- [Task item]
Give the data again exactly as it is written.

^^^^^^^^

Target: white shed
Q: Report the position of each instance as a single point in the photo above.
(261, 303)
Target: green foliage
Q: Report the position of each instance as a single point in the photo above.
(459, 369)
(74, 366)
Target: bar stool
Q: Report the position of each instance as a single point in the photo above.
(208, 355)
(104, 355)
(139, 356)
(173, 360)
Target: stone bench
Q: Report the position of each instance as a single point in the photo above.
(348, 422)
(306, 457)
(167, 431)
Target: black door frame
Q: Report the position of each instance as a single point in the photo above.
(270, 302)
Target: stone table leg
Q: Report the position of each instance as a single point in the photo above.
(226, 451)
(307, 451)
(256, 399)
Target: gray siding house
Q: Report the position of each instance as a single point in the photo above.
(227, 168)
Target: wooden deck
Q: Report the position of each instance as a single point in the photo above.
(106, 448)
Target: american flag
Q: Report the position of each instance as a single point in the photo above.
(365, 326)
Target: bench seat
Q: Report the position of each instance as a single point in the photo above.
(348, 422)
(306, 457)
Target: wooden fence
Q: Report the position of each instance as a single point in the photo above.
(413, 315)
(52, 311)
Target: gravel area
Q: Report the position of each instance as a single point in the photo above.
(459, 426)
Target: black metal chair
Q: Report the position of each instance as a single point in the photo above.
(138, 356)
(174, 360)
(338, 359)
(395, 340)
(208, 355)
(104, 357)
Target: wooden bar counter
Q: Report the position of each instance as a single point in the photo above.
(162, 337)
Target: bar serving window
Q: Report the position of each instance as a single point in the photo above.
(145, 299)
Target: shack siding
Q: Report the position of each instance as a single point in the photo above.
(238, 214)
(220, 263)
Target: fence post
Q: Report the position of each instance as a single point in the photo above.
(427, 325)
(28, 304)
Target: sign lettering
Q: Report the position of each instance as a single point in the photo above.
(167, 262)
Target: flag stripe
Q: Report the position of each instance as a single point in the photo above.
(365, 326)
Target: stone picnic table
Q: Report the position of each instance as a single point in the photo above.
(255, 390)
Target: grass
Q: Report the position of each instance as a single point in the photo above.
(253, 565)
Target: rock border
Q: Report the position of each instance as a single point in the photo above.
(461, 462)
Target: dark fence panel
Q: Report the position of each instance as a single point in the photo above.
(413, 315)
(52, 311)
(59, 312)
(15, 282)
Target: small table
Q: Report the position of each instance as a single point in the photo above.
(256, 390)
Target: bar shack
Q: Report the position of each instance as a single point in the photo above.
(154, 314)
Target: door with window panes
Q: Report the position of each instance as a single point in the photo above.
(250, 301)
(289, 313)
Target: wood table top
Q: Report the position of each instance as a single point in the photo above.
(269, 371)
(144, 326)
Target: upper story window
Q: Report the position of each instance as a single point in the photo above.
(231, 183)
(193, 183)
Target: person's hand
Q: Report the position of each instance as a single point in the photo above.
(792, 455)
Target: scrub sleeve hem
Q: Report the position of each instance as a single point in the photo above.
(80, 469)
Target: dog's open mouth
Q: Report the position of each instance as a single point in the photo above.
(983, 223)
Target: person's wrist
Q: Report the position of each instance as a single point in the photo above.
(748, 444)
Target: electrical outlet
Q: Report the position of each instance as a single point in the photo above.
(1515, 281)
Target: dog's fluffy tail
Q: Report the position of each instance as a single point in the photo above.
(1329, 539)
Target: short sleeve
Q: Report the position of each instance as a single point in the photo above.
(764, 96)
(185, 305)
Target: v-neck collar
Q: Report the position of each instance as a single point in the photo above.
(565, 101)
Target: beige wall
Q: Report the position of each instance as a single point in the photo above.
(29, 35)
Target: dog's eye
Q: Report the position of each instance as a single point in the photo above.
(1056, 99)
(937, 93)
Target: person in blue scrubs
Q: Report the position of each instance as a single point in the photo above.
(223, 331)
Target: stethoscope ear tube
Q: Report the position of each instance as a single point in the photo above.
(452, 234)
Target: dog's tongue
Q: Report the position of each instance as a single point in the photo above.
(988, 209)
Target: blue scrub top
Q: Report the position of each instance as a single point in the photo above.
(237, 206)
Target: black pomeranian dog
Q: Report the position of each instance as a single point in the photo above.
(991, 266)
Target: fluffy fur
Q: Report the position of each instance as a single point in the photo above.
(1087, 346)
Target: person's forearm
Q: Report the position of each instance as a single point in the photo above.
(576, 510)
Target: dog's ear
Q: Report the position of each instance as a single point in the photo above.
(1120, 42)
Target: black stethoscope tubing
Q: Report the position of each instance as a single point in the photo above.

^^^^^^^^

- [Answer for this exercise]
Target: white shed
Q: Report the position of each instance as a single point in the photo above.
(261, 303)
Target: green foliage
Q: Report the position of each instance as a single point in the photo above.
(459, 369)
(74, 366)
Target: bar stool
Q: Report the position of each instance as a single point in the photo above.
(208, 355)
(104, 355)
(139, 356)
(173, 360)
Target: stone bench
Q: Report the position of each instance as a single point in the photo above.
(348, 422)
(306, 457)
(167, 431)
Target: black door frame
Q: Report the position of each instance as a single point in the photo above.
(270, 302)
Target: stone table leg
Q: Report the position of each instance as a single point in the photo above.
(226, 451)
(307, 451)
(256, 399)
Target: gray siding house
Q: Report the position of each instance as a single point in the photo above.
(227, 168)
Target: wooden deck
Q: Report the position of each instance as a single point in the photo above.
(106, 448)
Target: american flag
Q: Report the position of each instance as a single point in the photo above.
(365, 326)
Target: bench seat
Q: Report the position of each instance as a single point in the photo above.
(348, 422)
(306, 457)
Target: wooden fence
Q: Report the position of each instance as a single point in the photo above.
(413, 315)
(52, 311)
Target: gravel area
Q: Report the position of each instance as a single point in the photo above.
(459, 426)
Target: black metal chair
Q: Report the position of each instance as a single point in the photo above.
(138, 356)
(174, 360)
(338, 359)
(395, 340)
(208, 355)
(104, 357)
Target: wooden bar counter
Q: Report the position of each instance as a single point in the photo above.
(162, 337)
Target: bar serving window
Q: Report the position of each instance as a single point in the photo above.
(145, 299)
Target: shack siding
Q: Report the position of each instance as a single point in the photo above.
(238, 214)
(220, 263)
Target: fence post
Q: Report the position of each instance as a single point in the photo above.
(427, 325)
(28, 304)
Target: sign lettering
Q: Report the position of each instance as a single point in the photo above.
(167, 262)
Target: flag stripe
Q: Report the position of each instance as a single point in the photo above.
(365, 326)
Target: stone picnic table
Q: Report the position of each instance as a single point in the photo above.
(255, 390)
Target: grass
Q: Report the position of each instance as a single point in the photo above.
(253, 565)
Target: rock border
Q: Report the position of each instance as a single point in the photo above.
(461, 462)
Target: dark fence panel
Q: Report the position of each instance as a single point in the photo above.
(413, 315)
(52, 311)
(59, 312)
(15, 282)
Target: small table
Q: Report the position of each instance as a single point in the photo above.
(256, 390)
Target: bar shack
Q: Report the position of each instance as a single point in the photo above.
(154, 314)
Target: door with window panes
Q: Report the position of each instance as a single point in the photo above.
(250, 301)
(289, 313)
Target: wood table top
Q: Report the position of each instance as a single point in the photo above.
(269, 371)
(144, 326)
Target: upper story window
Q: Report the position of each instance as a single point in the photo above.
(231, 183)
(193, 183)
Target: person's hand
Q: Report the position of each instance as a single point in the photo above.
(792, 455)
Target: scrub sleeve hem
Q: Report the position of each instance as a single point in the photo above.
(80, 469)
Target: dog's open mouth
Q: Report the position of each instance as a single point in the photo above.
(983, 223)
Target: person's wrist
Q: Report the position of each instance as a single point in the photo above.
(748, 444)
Target: electrical outlet
Q: Report the position of each instance as a single point in the photo above.
(1515, 281)
Target: dog's fluffy tail
Q: Report the position of each instance as a single point in the photo above.
(1329, 539)
Target: short sleeve
Q: Report the position of each instance as a single point in the photo above.
(764, 96)
(185, 305)
Target: v-neck collar
Q: Report the position of each instance as a single point in the photo above.
(565, 101)
Target: beige wall
Q: Report the position of each instance as a single point in the photo above.
(29, 35)
Target: dog's eye
Q: Report the position of each instance as a single point in the photo above.
(1056, 99)
(937, 93)
Target: person in blue scrubs
Q: Report the position of each instance as a single point in the photo above.
(223, 331)
Target: stethoscope ear tube
Q: Report the position of each instance as a single point in the photo above.
(452, 234)
Target: dog's tongue
Q: Report the position of each instance as a single point in the photo above.
(988, 209)
Target: blue scrub top
Q: Report the position of each instance as a single point in the photo above.
(237, 206)
Target: black pomeranian dog
Q: Report the position of each instance as a single point in the photo above.
(991, 266)
Target: fluffy fur
Q: Report the position of each instance as a single point in the photo above.
(1087, 346)
Target: person's forearm
Q: Report the position of each instance as a single point in the photo above.
(576, 510)
Target: dog's ear
Q: Report the position of each instance as a single point in the photo above.
(1120, 42)
Target: black stethoscope tubing
Q: Report the position of each instance as a single point in the photo above.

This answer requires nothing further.